Start of PROVIDED PASSAGE

Posted by Frwip | Report as abusive
 

Frwip, we know that partnerships did go bankrupt. We know banks where the majority of the principal’s wealth was in the bank equity didn’t stop them taking risks – for instance BSC and LEH – nor did having their bonuses paid over years make a difference. So empirically what you are saying is false.

Posted by Danny_Black | Report as abusive
 

@Danny Black,

The point is not to get rid of failures. There will always be failures. It’s part of capitalism.

The point is to make sure that failure isn’t a business plan. Failure must look like what used to happen to the Lloyd’s Names when they failed to pay out.

And don’t worry for the principals at Bear Stearns and Lehman Brothers. They did very well. They “lost” a lot of paper money (that wasn’t there to start with) but they are OK. They still have the 8 or 9 figures bank accounts, the 6,000 sqft duplex over Central Park, the mansions in the Hamptons, the crash-pad in The Bahamas, the villas in France, and a 30% time share on a Gulfstream G550 to zip along between those in proper fashion (or it may a be a Bombardier Global Express, pretty cool too). I would really, really enjoy being ‘bankrupt’ like that.

Anyway, just read Bill (William K) Black about control fraud, and may be you’ll get what the whole point is about.

Posted by Frwip | Report as abusive
 

As someone who has spent a long time in the market, controlling risks – the reasons WHY are quite well known – and even recounted in Satyajit Das’ Traders Guns.. et al . There is the Power equation – in favour of Trading – where Trading aggressively lies through its teeth, esp to Risk management b ut also to General Management, goes to General Management and gets their support to do precisely what is risky. General Management is generally clueless – &/or hasn’t the time or inclination to really check it out – and anyway figures the situations as – We’re here to make money..what are these guys saying ? .. (and) – Its either Money or getting screwed – so let it go thru. When we’re screwed its ‘curtains !! Or the Blame & Denial Game – Deny you knew anything or authorised or approved anything. AND Blame the Risk guys – and demand to know WHY WE’RE IN THIS GODAWFUL MESS !!! And so the game goes.

Till Sr / General Management & Traders are called to account, given no wiggle room on their excuses, and blasted for their lies, CYAs and denials – and hauled into the clink – kicking & screaming.. as should happen to the effing traders who got into positions which they should never have been in – in the first place ! – till then this merry game will continue.

End of PROVIDED PASSAGE
Start of DATA UNDER STUDY

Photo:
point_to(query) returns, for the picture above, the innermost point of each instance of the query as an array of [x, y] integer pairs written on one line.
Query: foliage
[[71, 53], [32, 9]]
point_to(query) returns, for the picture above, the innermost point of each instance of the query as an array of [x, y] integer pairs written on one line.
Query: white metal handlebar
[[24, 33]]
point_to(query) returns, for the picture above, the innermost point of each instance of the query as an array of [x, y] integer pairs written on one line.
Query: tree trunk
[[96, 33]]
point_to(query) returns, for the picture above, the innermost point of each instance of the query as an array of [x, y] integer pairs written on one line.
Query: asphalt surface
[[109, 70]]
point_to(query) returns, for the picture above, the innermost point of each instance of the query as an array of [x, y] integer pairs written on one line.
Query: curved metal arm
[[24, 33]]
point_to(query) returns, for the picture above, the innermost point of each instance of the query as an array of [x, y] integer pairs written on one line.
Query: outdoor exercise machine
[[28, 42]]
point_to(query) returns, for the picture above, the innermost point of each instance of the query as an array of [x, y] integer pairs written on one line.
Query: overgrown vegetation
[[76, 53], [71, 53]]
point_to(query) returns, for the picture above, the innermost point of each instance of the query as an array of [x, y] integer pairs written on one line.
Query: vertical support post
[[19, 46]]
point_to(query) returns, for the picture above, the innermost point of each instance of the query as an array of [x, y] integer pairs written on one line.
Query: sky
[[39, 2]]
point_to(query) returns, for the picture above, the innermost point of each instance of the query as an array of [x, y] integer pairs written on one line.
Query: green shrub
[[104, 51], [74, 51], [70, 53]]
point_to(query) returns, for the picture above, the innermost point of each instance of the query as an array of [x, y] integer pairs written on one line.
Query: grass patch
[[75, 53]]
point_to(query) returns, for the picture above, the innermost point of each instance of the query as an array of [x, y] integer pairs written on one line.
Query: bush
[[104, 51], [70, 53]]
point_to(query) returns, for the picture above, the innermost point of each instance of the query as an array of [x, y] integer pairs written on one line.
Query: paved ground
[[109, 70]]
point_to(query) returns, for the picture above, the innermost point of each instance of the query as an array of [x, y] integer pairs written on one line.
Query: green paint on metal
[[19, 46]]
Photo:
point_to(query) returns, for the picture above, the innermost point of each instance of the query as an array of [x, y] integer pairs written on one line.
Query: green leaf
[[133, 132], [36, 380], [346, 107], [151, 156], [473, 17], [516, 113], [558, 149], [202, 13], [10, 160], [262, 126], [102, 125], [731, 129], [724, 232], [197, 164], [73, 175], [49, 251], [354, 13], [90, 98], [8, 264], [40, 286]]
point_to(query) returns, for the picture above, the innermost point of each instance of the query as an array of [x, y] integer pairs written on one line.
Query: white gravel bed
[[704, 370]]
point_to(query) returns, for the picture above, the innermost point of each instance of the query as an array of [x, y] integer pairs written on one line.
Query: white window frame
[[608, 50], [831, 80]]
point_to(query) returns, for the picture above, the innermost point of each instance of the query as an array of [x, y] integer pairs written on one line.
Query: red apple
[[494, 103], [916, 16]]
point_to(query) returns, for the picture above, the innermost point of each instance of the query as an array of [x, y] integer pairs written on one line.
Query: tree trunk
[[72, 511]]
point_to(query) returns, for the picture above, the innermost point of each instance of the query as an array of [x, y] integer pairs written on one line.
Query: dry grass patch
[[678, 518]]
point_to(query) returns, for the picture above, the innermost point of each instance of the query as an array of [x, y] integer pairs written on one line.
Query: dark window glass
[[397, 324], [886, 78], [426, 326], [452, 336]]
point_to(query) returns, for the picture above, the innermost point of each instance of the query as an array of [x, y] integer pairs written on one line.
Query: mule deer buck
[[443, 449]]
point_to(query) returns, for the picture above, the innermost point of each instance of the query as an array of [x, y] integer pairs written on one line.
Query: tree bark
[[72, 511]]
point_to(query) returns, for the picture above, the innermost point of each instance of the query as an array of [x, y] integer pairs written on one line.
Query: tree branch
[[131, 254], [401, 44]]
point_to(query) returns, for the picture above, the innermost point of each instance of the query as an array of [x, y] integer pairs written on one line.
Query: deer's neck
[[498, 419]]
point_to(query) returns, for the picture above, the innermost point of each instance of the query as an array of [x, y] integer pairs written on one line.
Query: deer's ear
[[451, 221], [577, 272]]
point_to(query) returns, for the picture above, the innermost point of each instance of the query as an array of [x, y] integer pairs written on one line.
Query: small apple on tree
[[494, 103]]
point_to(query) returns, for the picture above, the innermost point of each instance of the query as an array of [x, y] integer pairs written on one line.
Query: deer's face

End of DATA UNDER STUDY

Please carry on the reader comments about bank risk-taking and accountability from the point where they stop.

Remember – we’re talking about a sector that is like cancer !! One that has grown way out of control & size ! Without any linkage to the real economy – and what is really needed – as regards Investment Products. When such a percentage of a Nation’s GDP is predicated on and comes from the Finance sector (Financialisation – being the New Buzz Word !!) – and when you have legions of young guys hired and told to ‘produce’ !! And I don’t care HOW !!- The Blue Sky approach – THAT, my friends is a recipe for disaster.

That – and overwhelming Greed in a get-rich-quick culture – with the US underlying disastrous state of Debt & Finances – leads ultimately all the way to what Janet Tavakoli has called “Fraud as a Business model “. Regulators are corrupted, Congressmen are paid off. And there are NO REMAINING CHECKS & BALANCES left.

Why should it matter? (ie Traders & Rogue Traders). In such an environment Traders are just the trigger-happy,hired hands – their quick Guns …blasting away, whatever they are allowed to get away with!!

Posted by Arkay44 | Report as abusive
 

Frwip, all you need to do is run a world-class investment bank successfully for a couple of decades and you too can have all those things.

Also, surely Lloyds names is a COUNTER-example to what you are claiming, ie that unlimited liability will somehow stop people being over optimistic.

Posted by Danny_Black | Report as abusive
 

@Danny Black,

You mean a “successful world-class investment bank” like Lehman Brothers or Bear Stearns ?

You’re funny :-)

Posted by Frwip | Report as abusive
 

for 20 years…. Should be easy for you no?